**Document segment**
▶

Can LLMs Improve Like AlphaZero?
The last post discussed different types of chess AIs, such as AlphaZero which played itself chess and mastered the game beyond any human or AI before it, and Maia which just learned from human games and tried to match the human moves. For chess, each approach has its purpose. It seems large language models (LLMs) are limited to the “Maia-style approach” - they learn from humans without identifying good quality and without being able to surpass them. Can LLMs do better?
Human Feedback
ChatGPT was trained with Reinforcement Learning from Human Feedback (RLHF), where they hired people to rate its output so it could learn how to improve. They can also learn from the usage of millions of users, both when they directly rate output (with a thumbs up or down) and based on their “implicit rating” from how they use it. Human feedback helps but it doesn’t scale as well as automatic methods.
Automatically Determining Quality
During the initial training, I think LLMs like ChatGPT treat all text basically the same without giving more weight to higher-quality text. However the AI companies will likely change this as they’re looking to improve it in ways besides just using more data and layers. They could use a variety of signals so that the LLM tries to learn more like high-quality text, such as assigning more weight to text based on:
Upvotes the content received on Reddit and similar sites
How the website with the content ranks online (similar to Google’s PageRank)
Sentiment analysis of the content - e.g. do people say positive things about it
How well-written the content is - GPT-4 could be used to filter out poorly written content so future or domain-specific LLMs only train on well written content
How accurate the website is - GPT-4 can’t be trusted here for specific examples, but it could likely recognize if entire websites are unreliable.
(There’s also the approach of Anthropic where an AI trains itself based on a constitution, see AstralCodexTen.)

◀

**Listed entries**
▶

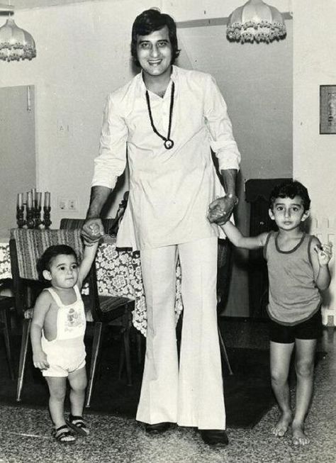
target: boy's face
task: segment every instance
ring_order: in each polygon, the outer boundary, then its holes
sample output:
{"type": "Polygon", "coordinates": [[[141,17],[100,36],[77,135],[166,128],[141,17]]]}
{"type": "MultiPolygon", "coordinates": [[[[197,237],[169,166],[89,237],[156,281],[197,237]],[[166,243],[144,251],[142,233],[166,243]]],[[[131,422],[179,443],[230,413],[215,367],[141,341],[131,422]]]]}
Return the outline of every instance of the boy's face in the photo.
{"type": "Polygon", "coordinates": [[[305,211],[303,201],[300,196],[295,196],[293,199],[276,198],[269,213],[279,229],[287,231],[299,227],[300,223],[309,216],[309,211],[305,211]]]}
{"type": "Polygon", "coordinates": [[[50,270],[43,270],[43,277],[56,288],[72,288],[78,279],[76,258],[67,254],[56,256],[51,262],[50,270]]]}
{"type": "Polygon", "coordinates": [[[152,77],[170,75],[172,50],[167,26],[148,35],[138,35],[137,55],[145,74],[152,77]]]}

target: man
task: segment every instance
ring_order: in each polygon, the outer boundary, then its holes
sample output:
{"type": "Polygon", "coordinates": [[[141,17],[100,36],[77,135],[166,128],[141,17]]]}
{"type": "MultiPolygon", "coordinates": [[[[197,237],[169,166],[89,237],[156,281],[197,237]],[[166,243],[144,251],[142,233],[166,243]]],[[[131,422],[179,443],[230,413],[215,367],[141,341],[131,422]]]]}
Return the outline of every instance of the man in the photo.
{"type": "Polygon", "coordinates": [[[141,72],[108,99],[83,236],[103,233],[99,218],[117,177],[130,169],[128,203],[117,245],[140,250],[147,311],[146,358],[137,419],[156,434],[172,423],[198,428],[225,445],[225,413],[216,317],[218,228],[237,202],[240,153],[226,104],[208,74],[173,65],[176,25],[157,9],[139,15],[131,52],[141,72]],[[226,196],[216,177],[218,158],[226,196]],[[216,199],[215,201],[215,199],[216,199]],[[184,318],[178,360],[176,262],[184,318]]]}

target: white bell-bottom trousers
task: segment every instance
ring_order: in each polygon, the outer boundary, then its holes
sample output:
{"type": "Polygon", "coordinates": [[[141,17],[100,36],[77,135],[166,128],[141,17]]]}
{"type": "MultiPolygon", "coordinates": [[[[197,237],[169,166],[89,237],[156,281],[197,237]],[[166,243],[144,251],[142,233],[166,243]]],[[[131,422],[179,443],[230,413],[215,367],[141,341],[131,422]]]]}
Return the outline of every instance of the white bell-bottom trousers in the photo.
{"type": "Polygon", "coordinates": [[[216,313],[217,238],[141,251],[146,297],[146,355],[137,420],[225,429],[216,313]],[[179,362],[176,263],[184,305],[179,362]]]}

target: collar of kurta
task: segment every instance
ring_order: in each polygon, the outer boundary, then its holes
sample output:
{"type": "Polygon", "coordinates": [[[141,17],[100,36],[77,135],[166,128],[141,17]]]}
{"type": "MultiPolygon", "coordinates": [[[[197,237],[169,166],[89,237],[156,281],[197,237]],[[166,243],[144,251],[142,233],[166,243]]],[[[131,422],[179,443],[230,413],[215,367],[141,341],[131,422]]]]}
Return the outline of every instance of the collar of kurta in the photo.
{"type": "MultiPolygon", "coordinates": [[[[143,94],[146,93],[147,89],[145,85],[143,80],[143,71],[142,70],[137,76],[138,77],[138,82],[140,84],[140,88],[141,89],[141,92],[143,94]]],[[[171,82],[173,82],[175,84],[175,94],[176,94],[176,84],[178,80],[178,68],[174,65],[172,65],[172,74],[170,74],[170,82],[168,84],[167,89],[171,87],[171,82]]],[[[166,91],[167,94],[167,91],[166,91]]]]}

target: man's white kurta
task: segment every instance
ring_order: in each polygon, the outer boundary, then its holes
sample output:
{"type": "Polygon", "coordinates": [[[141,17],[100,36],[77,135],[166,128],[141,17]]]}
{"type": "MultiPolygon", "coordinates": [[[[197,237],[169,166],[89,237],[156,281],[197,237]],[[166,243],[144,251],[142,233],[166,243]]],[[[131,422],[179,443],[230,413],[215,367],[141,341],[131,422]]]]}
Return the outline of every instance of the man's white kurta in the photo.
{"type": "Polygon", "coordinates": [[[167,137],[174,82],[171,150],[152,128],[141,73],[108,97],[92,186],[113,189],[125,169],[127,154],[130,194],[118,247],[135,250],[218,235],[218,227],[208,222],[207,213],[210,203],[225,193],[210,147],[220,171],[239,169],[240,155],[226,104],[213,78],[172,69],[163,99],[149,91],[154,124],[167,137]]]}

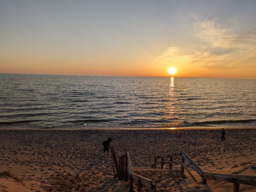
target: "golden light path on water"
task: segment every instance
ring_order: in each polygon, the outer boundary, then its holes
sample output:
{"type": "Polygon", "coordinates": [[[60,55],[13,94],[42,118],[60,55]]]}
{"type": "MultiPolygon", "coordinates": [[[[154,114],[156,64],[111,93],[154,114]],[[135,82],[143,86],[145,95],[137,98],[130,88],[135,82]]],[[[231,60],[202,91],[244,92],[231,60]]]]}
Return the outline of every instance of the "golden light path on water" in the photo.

◀

**Tasks**
1 – Please return everything in the post on whether LLMs can improve like AlphaZero, from "Can LLMs Improve" down to "LLMs do better?", copied word for word.
2 – Translate this sentence from the post on whether LLMs can improve like AlphaZero into Spanish: "Human feedback helps but it doesn’t scale as well as automatic methods."
3 – Continue the post on whether LLMs can improve like AlphaZero, starting after its final sentence.

**Answer list**
1 –
Can LLMs Improve Like AlphaZero?
The last post discussed different types of chess AIs, such as AlphaZero which played itself chess and mastered the game beyond any human or AI before it, and Maia which just learned from human games and tried to match the human moves. For chess, each approach has its purpose. It seems large language models (LLMs) are limited to the “Maia-style approach” - they learn from humans without identifying good quality and without being able to surpass them. Can LLMs do better?

2 – La retroalimentación humana ayuda, pero no escala tan bien como los métodos automáticos.

3 –
Surpassing humans
The above examples just help filter through human-created content, but can LLMs surpass the output of the best humans? For text in general this doesn’t seem possible under the current paradigm since all it does is learn from human examples. But this could be possible in specific domains where the LLM is able to get additional feedback:
Programming - if one system generates code and another system generates tests, the system could learn over time what kind of code passes tests
Math - the LLM could learn what kind of syntax is valid for the Wolfram math plugin so that over time it can learn to avoid syntax errors. It’s more difficult to evaluate whether the LLM made other kinds of mistakes besides syntax errors, but maybe it can “plug in” an example value to see if it works, just like humans do.
Other services - just like with the math plugin, over time LLMs can learn how to better use other plugins and how to better search the web and other content for information.
More speculatively, perhaps it could try to evaluate its own output in a variety of different ways and learn from it:
When it generates output on its own, could it then go and check Wikipedia or the internet to see how accurate it seems?
Could it rewrite its output in a structured logical form and then try to evaluate that logic?
What are some other possible ways it could evaluate itself and improve?